> _Task list_:
• A. Summarize the DIRECTV v. Imburgia case summary in two sentences.
• B. According to the DIRECTV v. Imburgia case summary, on what date was the case decided?
• C. Print the part of the DIRECTV v. Imburgia case summary starting with "- Supreme Court" and going on through "Imburgia, et al.".
══ Extracted text ══
- Supreme Court of the United States

Argued October 6, 2015 Decided December 14, 2015
- Full case name: DIRECTV, Inc., Petitioner v. Amy Imburgia, et al.
- Docket no.: 14-462
- Citations: 577 U.S. 47 (more) 136 S. Ct. 463; 193 L. Ed. 2d 365
- Opinion announcement: Opinion announcement

Case history
- Prior: On Writ of Certiorari to the Court of Appeal of California, Second Appellate District

Holding
- Because the California Court of Appeal’s interpretation is preempted by the Federal Arbitration Act, that court must enforce the arbitration agreement.
═══
══ Information provided ══
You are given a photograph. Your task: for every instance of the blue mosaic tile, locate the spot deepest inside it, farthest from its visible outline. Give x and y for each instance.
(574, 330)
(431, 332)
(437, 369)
═══
> _Results of the exercise_:
• A. DIRECTV, Inc. v. Amy Imburgia was argued before the Supreme Court of the United States on October 6, 2015, and decided on December 14, 2015, on writ of certiorari to the Court of Appeal of California, Second Appellate District. The Court held that because the California Court of Appeal's interpretation is preempted by the Federal Arbitration Act, that court must enforce the arbitration agreement.

• B. December 14, 2015

• C.
- Supreme Court of the United States

Argued October 6, 2015 Decided December 14, 2015
- Full case name: DIRECTV, Inc., Petitioner v. Amy Imburgia, et al.